:: Brano fornito ::

Oggi viviamo in un altro paradosso, molto simile al precedente, ma di più “liberal”: siamo passati da un sistema novecentesco autoritario con un uomo in carne ed ossa al comando, ad un sistema di mercato - anch’esso autoritario anche se in forme diverse - che tutto controlla e tutto avvolge. Deleghiamo ogni aspetto della nostra vita al mercato. La società attuale ci spinge a vivere ad una tale velocità e immediatezza da costringerci a guardare costantemente al presente, per programmare e progettare un futuro. Ma quale futuro?
Sentono che questo è negativo, sentono una qualche forma di MALESSERE, eppure loro, l'uomo e la donna contemporanei, non sembrano desiderare un CAMBIAMENTO.

:::
:: Dati forniti ::

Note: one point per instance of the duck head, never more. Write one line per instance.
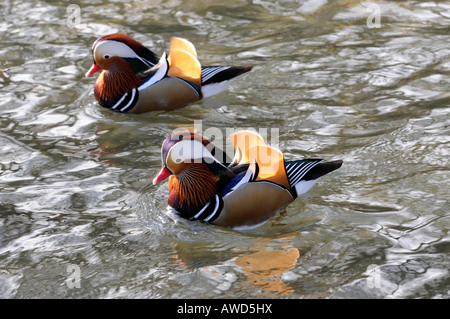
(188, 160)
(119, 48)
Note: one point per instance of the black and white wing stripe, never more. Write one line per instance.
(126, 102)
(209, 74)
(210, 211)
(296, 170)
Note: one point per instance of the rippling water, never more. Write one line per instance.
(76, 199)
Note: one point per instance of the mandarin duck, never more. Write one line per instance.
(133, 78)
(255, 186)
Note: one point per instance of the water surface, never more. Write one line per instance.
(75, 179)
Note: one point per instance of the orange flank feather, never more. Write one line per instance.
(242, 141)
(270, 164)
(183, 61)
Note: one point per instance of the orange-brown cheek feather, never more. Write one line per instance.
(195, 186)
(115, 81)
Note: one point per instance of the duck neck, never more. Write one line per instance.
(193, 187)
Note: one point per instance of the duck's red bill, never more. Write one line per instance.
(162, 175)
(94, 68)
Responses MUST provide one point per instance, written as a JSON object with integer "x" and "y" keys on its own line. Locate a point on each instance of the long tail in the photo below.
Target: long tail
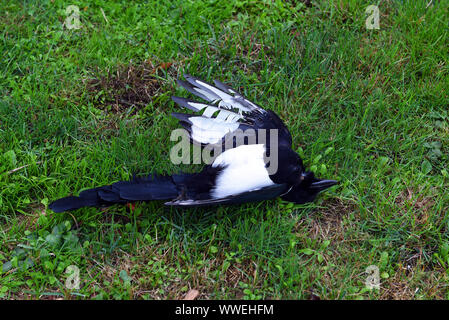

:::

Consegne:
1) Trascrivi dal brano tutto ciò che va da "Oggi viviamo in" fino a "Ma quale futuro?".
2) Secondo il brano, a che cosa deleghiamo ogni aspetto della nostra vita?
I record non hanno alcun legame con il brano.

Risposte fornite:
1)
Oggi viviamo in un altro paradosso, molto simile al precedente, ma di più “liberal”: siamo passati da un sistema novecentesco autoritario con un uomo in carne ed ossa al comando, ad un sistema di mercato - anch’esso autoritario anche se in forme diverse - che tutto controlla e tutto avvolge. Deleghiamo ogni aspetto della nostra vita al mercato. La società attuale ci spinge a vivere ad una tale velocità e immediatezza da costringerci a guardare costantemente al presente, per programmare e progettare un futuro. Ma quale futuro?

2) Al mercato.